Friday, November 15, 2013

The IT Industry: A Lady in a Man's World

The Daughters of Downton Abbey, photographed by Jason Bell for British Vogue.

I'm a female.

Seems like an obvious statement, right? Yet I tend to forget that I'm a female in a male-dominated industry. Mostly because I can hold my own, as I'm accustomed to challenging situations. I also happen to get along better with men than women. And I can Tweet about Star Trek, Lord of the Rings, and superheroes with the best of 'em. (As I enjoy those things!)

This past week, however, several incidents have reminded me of (a) the unique position that I hold, and (b) the challenges even ladies like myself must face on a daily basis.

I. See Yourself as A Valuable Asset

Ladies in Tech (@ladies_in_tech) recently retweeted the following posts:

Women should spend more time thinking of themselves as assets and less time being "so grateful to be here"

Per @GloriaFeldt Women work 22% longer on a project than men before they feel they should get paid. They make 19% less than men. #AZEC13

The first Tweet really punched me in the gut for two reasons.

First, ladies (overall) are hardwired to be supportive and helpful. We'll jump in to help without a second thought. Inherently, there's nothing wrong with that. But in the professional sector, especially in a male-dominated industry, we can (albeit unintentionally) let that trait come back to bite us.

How? By letting it interfere with the fact that we need to see ourselves first and foremost as assets - and valuable ones at that. In other words, we have legit skills, talents, and experience that a plethora of employers or clients need at any given moment. Thus, we should act accordingly. (Such as charging what we're worth and not feeling guilty about it.)

Second, let's be honest. Working in a male-dominated industry can be intimidating - especially if you work alongside a guy or two who projects an intense wall of confidence and competence. Consequently, we can tend to feel smaller and "so grateful to be here." (Especially when you're already in the minority.) This can even lead to a passive mindset, wherein we wait for things to happen to or for us, versus making key moves ourselves.

The truth is, though, that all of us (both men and women) are on the same playing field - especially in the tech industry. The industry, by nature, is always in a constant state of flux; everyone is always learning. Chances are Mr. Confident in the cube next to you is Googling solutions to the same six problems you are - he's just not being as open about it.

Remember - you have the skills, the experience, and the ability. You're a valuable asset - just as valuable as all the guys around you. And by all means, still be a helpful and supportive lady. Just use wisdom and caution on a daily basis to ensure that wonderful trait isn't damaging your career.

II. Understand that Being the Minority Can Be Awesome

Sometimes, being the minority helps you stand out in a positive way.

Earlier this week I was sitting in a meeting with a male IT employee and a male IT manager (both of whom are an entire level above me on the totem pole). We were discussing Ektron, the CMS our county uses for its website.

## ASSIGNMENT 1
In the blog post about being a woman in the IT industry, what is the name of the CMS the author's county uses for its website?
## ASSIGNMENT 2
Continue the blog post about being a woman in the IT industry from the point where it stops.

## INPUT DATA
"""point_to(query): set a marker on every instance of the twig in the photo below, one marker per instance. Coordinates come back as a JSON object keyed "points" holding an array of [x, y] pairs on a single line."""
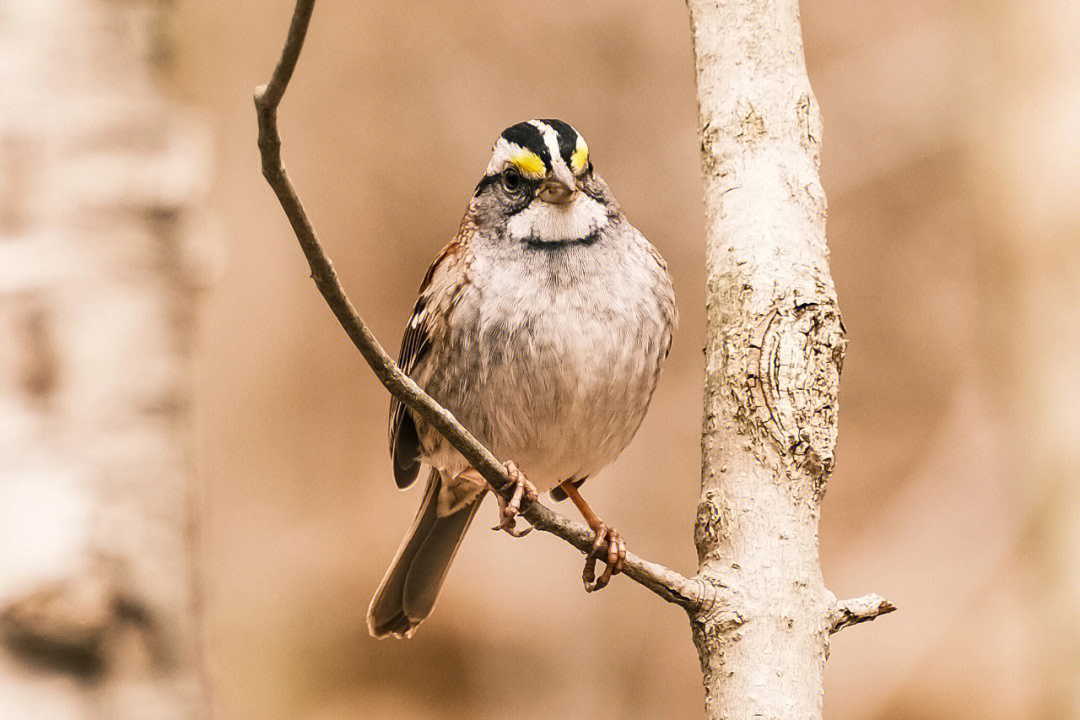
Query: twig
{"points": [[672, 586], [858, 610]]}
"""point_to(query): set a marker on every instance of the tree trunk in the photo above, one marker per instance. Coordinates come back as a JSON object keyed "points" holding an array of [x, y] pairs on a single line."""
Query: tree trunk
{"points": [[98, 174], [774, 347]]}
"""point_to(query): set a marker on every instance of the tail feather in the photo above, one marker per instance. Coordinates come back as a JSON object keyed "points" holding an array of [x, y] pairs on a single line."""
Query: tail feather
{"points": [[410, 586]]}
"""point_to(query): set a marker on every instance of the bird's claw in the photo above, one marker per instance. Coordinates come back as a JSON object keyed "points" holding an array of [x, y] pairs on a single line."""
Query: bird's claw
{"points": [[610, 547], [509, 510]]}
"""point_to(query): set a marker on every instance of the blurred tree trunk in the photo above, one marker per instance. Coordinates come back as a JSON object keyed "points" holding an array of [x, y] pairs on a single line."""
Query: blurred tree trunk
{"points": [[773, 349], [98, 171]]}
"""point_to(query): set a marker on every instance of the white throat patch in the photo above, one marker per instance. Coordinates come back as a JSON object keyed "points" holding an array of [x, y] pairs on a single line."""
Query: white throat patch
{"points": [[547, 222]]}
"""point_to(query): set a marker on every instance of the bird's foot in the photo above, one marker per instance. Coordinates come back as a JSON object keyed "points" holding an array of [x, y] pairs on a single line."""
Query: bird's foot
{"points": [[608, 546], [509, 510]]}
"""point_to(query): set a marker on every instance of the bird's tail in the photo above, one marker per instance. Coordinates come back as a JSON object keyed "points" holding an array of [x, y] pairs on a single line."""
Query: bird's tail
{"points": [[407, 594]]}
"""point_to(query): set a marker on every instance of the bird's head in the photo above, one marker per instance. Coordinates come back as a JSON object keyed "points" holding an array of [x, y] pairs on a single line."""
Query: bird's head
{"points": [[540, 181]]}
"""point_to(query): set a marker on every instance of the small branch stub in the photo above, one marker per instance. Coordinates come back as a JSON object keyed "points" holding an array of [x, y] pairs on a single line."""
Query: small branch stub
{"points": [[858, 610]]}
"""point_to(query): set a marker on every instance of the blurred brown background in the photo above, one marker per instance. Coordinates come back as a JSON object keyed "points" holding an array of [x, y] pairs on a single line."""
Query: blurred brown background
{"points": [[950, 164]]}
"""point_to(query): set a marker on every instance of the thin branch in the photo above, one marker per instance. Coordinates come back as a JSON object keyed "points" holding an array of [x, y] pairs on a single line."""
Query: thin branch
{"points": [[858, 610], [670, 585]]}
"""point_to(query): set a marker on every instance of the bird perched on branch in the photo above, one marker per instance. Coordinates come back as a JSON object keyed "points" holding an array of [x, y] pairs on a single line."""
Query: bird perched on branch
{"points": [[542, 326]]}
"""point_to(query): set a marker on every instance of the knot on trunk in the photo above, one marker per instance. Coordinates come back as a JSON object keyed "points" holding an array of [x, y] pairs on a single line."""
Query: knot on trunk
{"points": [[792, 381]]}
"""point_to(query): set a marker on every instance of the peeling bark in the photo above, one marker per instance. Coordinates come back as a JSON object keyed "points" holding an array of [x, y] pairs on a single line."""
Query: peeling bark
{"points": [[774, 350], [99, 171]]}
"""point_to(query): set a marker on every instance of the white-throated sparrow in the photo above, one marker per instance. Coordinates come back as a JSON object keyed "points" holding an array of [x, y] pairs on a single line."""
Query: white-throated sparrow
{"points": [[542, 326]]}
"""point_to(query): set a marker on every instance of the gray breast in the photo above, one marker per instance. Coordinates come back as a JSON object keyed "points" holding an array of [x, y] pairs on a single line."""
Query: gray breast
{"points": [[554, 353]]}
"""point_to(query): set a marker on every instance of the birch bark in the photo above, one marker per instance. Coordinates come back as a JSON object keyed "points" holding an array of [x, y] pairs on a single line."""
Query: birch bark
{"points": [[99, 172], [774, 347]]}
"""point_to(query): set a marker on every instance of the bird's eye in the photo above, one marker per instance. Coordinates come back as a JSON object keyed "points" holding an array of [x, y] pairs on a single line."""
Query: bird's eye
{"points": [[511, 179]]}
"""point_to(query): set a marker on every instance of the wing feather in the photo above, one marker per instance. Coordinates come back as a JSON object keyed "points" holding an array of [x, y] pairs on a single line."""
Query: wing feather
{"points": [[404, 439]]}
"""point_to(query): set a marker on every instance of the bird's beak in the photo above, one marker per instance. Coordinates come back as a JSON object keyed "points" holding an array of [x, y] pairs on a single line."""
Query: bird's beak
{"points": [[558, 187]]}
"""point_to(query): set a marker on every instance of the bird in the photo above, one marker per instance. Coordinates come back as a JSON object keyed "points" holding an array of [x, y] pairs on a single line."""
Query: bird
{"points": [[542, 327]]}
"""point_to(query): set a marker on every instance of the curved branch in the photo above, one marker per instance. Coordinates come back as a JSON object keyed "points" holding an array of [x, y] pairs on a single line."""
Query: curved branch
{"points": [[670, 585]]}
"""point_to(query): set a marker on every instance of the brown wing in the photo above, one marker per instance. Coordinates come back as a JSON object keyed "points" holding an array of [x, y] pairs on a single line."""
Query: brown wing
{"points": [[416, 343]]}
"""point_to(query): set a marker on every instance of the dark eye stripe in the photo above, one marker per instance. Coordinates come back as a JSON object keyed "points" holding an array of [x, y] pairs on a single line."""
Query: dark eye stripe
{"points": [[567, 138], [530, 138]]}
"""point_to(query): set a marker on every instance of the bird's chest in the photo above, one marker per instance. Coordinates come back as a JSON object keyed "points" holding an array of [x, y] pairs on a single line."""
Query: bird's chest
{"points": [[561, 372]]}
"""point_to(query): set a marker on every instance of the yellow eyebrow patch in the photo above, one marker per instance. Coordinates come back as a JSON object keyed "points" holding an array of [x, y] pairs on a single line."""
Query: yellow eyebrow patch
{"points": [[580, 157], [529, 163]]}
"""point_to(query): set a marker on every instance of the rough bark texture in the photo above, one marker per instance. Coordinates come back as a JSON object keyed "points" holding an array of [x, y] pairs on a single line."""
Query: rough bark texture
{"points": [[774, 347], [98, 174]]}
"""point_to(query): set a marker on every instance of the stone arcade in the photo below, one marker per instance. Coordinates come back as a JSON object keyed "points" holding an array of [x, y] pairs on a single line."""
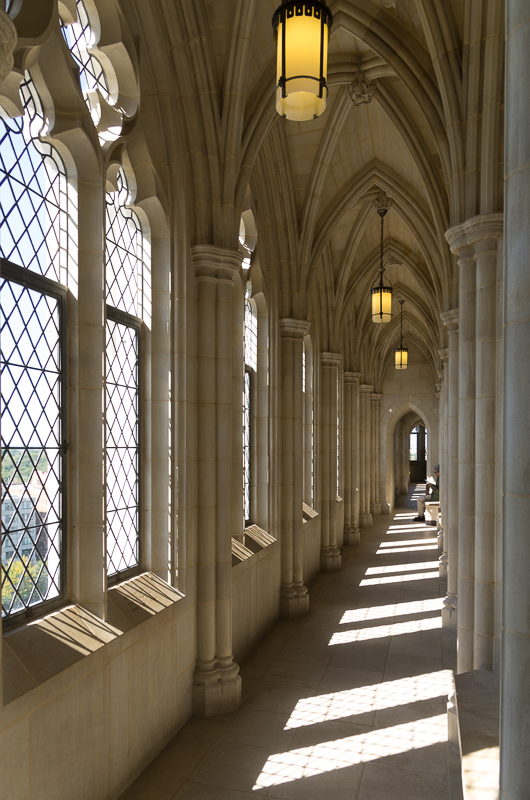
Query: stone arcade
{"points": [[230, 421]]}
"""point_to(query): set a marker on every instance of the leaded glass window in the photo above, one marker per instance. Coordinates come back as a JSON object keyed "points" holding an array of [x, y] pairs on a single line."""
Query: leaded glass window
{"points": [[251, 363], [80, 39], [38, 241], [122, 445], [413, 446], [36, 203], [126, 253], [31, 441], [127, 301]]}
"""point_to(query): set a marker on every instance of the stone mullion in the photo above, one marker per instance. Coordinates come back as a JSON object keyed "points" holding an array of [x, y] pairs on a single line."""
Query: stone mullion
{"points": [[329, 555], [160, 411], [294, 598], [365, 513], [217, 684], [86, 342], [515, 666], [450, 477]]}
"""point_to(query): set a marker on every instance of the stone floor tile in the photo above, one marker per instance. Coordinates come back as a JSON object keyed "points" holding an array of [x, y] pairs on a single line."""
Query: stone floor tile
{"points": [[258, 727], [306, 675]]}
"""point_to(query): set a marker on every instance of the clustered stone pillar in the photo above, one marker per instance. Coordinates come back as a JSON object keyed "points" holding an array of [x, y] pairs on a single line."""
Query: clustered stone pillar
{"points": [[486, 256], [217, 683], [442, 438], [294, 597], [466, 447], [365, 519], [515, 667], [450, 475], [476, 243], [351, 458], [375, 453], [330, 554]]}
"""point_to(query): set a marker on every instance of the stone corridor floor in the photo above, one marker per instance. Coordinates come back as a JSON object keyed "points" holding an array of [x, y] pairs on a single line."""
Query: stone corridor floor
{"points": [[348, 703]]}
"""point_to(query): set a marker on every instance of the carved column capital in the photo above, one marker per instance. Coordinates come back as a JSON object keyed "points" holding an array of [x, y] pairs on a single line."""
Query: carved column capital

## EXERCISE ANSWER 1
Ektron

## EXERCISE ANSWER 2
During the conversation, the IT manager said something to me that struck a real chord. His comment was something akin to, "Only X number of people know Ektron - and a very small percentage of those are women."

Since I don't tend to see myself as female to everyone else's male, the comment jolted me. All of the sudden I thought, "Wow. He's absolutely right. I plan on knowing Ektron inside and out. How many ladies will be able to say that?" (It also made me that much more grateful for the warm welcome I've received from the Ektron male employees - and their peeps - that I've come to know. They've never been anything but gracious, fun, respectful, and helpful. Not that I've ever had a reason to expect otherwise!)

But back to my point, which is...see being a minority as glass half-full. See it as an advantage versus a disadvantage. Always strive to act like a lady - respectful, hard-working, and possessing solid character. Don't use your feminine traits unscrupulously. But understand that being a competent woman in the tech industry can inherently, by nature, make you stand out.

III. Never Stop Being a Girl

I feel the need to wrap this up with the following disclosure and that is: don't stop being a girl.

Just because we're in a mostly-male industry doesn't mean we can't be ourselves. I've never made a point of dousing my girly side. When I get to meet my Ektron peeps in person for the first time at the Ektron Synergy conference in May, I will be as well-versed and prepared in my craft as possible. But I will also be wearing my signature jewel-tone colors, my Wonder Woman belt, and echoing the halls with my (I'm told) wonderful and infectious laugh.

Sometimes our culture tries to sell the idea that two things have to be the same in order to be equally valued. (Case in point: Back in our mothers' day when ladies were dressing like guys at the office.) That's absurd. I'm female. I'm never going to be the same as a male and vice versa. And there's nothing wrong with that.

It's not about male and female. It's just about excelling at what you do (whatever your field); understanding what your personal challenges and fears are and how to combat them; and building solid character.

So go ahead, ladies! Be girly. Be confident. Be a lady - in a man's world!